### 本文

現在私は、タービンの大型化を考えています。
候補はATP GTX3076R ターボキットです。
GVF純正、実測補正前250~260馬力、これを押さえ気味で実測350馬力ほどにするキットです。

ブレードの形状が新しくなった、ボールベアリング式の最新型。
これのWRX STI用の
純正位置でのキット(タービン位置を上に移動しない)がATPのキットです。ローテートキットといってインタークーラーを前置きし、開いた位置までタービンを移動するキットはPerrinなんかからも出ています。

この純正位置にタービンを置くATPのキットを使えば、ICは上置きのままで行けます。ICを前置きしないで済むという事は、フロントバンパービームを純正のまま使える事になります。私の車は家族を乗せる機会が多く、嫁さんが運転する事もあります。純正フロントバンパービームで衝突安全性能を維持できるというのは改造を考える上でとても重要なのです。
このタービンキット、インレットの口径がとても大きいです。

EJ257がメインの北米では、ビッグタービンへの改造が少なくないので、こうした口径のインレットに使える太口のインレットホースがアフター品として売られています。
アルミ製の3インチもありますが、最も人気があるのはワイヤー補強されたPerrinのシリコン3インチインレットホースです。

上が一般的な2.4インチのインレットホース。
これでも純正よりはずっとずっと太いです。
下が3インチのインレットホースです。
この太い方のインレットホースは238ドル。2.4インチよりも30ドル高くなります。

これはPerrinのGTX3076RタービンのRotateキットです。
タービンが上置きICの位置に変更されています。
GDBでGTX3076Rをローテートで取り付けしてるキボさん。
インレットホースも当然この移動したタービン位置に来て、エアクリーナーへ続くパイプも移動したタービンに合わせて専用設計になります。空気の通り道のパイプのルートにとても余裕があります。
これが、純正位置に大型タービンを置くとなると、インレットホースの取り付けが大変な事になります。純正では、インレットホースはインテークマニホールドの下を通す必要があります。2.4インチのインレットホースでも大変なこの部品、3インチのホースの組み付けはほとんど不可能に近いのです。

######

- _作業内容_
(A) 本文に基づき、次の問いに答えてください。
(i) ATPのキットを使う場合、ICはどの位置のままにできるか。
(ii) Perrinの3インチインレットホースの価格はいくらか。
(iii) 純正では、インレットホースは何の下を通す必要があるか。
(B) 本文の最後の文に続けて、その先を書き進めてください。

### 提供された行

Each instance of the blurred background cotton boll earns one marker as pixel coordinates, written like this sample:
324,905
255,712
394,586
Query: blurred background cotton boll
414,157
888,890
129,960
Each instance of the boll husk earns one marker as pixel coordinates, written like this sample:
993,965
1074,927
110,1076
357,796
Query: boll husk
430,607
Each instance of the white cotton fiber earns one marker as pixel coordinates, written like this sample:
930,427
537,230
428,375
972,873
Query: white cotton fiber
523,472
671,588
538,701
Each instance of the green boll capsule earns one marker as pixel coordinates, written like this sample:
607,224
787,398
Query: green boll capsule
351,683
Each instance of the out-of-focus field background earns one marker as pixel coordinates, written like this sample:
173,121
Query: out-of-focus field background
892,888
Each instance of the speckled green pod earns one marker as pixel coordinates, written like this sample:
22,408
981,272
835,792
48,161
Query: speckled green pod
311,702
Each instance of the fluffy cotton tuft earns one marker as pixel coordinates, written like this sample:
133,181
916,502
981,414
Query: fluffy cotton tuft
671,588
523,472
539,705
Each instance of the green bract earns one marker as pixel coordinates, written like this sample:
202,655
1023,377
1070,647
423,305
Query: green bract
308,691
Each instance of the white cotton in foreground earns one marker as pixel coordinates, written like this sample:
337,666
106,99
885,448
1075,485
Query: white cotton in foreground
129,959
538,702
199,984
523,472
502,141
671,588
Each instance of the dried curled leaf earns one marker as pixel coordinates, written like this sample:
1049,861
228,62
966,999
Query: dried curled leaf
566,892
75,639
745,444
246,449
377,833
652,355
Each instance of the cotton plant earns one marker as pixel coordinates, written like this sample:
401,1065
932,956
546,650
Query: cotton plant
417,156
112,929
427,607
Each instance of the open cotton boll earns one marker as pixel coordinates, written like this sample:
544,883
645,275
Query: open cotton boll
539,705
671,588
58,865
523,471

######

- _解答_
(A)
(i) 上置きのまま
(ii) 238ドル
(iii) インテークマニホールドの下

(B)
みんトモのGOGO62さんの2.4インチPerrinインレットホースDIY取り付けの記録。ぜひお読み下さい。
Perrinインレットホース取り付けその1
Perrinインレットホース取り付けその2
取り付けその2の完成写真をぜひチェックを。
2.4インチホースでもインマニ下部とインレットホース上部が完全に接触しています。ここに3インチホースが通せるはずがありません。
みんトモの ぐおさん が現在GTX3076Rの組み付けをしているので、とても参考になります。おすすめ記事です。こちらはPerrinの3インチのインレットホースです。GTX3076Rに3インチならジャストフィットします。
GTX3076R仮組みその1
GTX3076R仮組みその2
GTX3076R仮組みその3
そこで出てくるのがこれ、
Phenolic Thermal Manifold Spacer WRX/STi/LGT/FXT - 8mm
です。
製造元、Grimspeedの商品紹介ページはこちら。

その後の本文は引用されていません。